- Задание:
Определите, соответствуют ли тексту о хозяйстве бронзового века, приведенному ниже, следующие утверждения. Для каждого ответьте «да» или «нет» и приведите дословно слова текста, на которых основан ответ.
1. В стаде степняков не было свиней.
2. С появлением бронзовых орудий каменные орудия полностью перестали применяться в хозяйстве.
3. Лошадь сначала использовалась для верховой езды и лишь потом для запряжки в колесницы.

- Текст для чтения:
В эту эпоху определяется трехкомпонентный состав стада из коров, овец, лошадей. Соотношение этих видов животных в стаде на разных этапах и на отдельных территориях не было одинаковым. Но в целом, прослеживается тенденция увеличения в стаде количества тех видов скота, которые приспособлены к самостоятельному добыванию корма из-под снега: на севере — лошади, а на юге — овцы. Развитие переживала также и технология скотоводства. Из придомного оно постепенно трансформируется в отгонное, яйлажное. В этот же период население освоило переработку молочных продуктов и шерстяного сырья, а также шкур животных. С увеличением количества домашних животных они начинают вытеснять диких животных-конкурентов, на которых, возможно, уже в бронзовое время начинаются организованные загонные охоты с целью истребления их и получения дополнительного количества мяса.
Происходило и освоение скота для различных целей. Лошадь использовалась вначале для запряжки в колесницы. А затем для верховой езды и в рабочих целях. В качестве тягловой силы использовались и волы. В бронзовый период был приручен верблюд, ставший неоценимым помощником человека степей. Особенностью скотоводства степняков было отсутствие в стаде свиньи.
Развитие скотоводства и земледелия было обусловлено развитием металлургии бронзы, которая в своем развитии прошла от робких первоначальных шагов до наивысшего расцвета и приняла характер специализированного товарного производства. В этот период Казахстан стал мощным центром распространения на огромных пространствах Евразии оловянистых бронз. Применение бронзовых изделий было широким — из них изготавливались как орудия труда и оружие, так и великолепные украшения.
Бронзовые орудия потеснили, но не исключили применения в хозяйстве каменных орудий труда, технология производства которых вобрала в себя лучшие традиции энеолитической каменной индустрии.
Большие изменения происходили и в керамическом производстве. Изменялись как технологии производства глиняной посуды, так и форма посуды, и ее орнаментация. От формовки внутри тканевого мешка население перешло к формовке сосудов на твердой болванке, мешочке с песком, к выдавливанию из одного куска глины. Стали использоваться вращающиеся подставки и печи для обжига сосудов.
Развитие хозяйства на территории Казахстана в андроновское время не везде шло одинаково. Производящее хозяйство бронзового века появляется на территории Северного Казахстана. Оно сочетает в себе энеолитические традиции и достижения западносибирской раннебронзовой этнокультурной общности. С XVIII в. до н.э. синхронно с местным типом хозяйства начинает бытовать синташтинский военно-скотоводческий тип хозяйства, привнесший на территорию региона нетрадиционный тип поселения, своеобразную керамику, высокоразвитую бронзолитейную технологию, новые строительные технологии. В последующих культурах часть новшеств была воспринята и развита андроновцами (особенно в области металлургии и каменного строительства), а часть была отвергнута.

- Список строк:

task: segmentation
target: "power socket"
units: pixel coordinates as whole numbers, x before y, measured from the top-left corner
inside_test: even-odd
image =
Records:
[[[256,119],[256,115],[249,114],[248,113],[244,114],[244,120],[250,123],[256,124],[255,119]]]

- Готовый ответ:
1. Да: «Особенностью скотоводства степняков было отсутствие в стаде свиньи».
2. Нет: «Бронзовые орудия потеснили, но не исключили применения в хозяйстве каменных орудий труда».
3. Нет: «Лошадь использовалась вначале для запряжки в колесницы. А затем для верховой езды и в рабочих целях».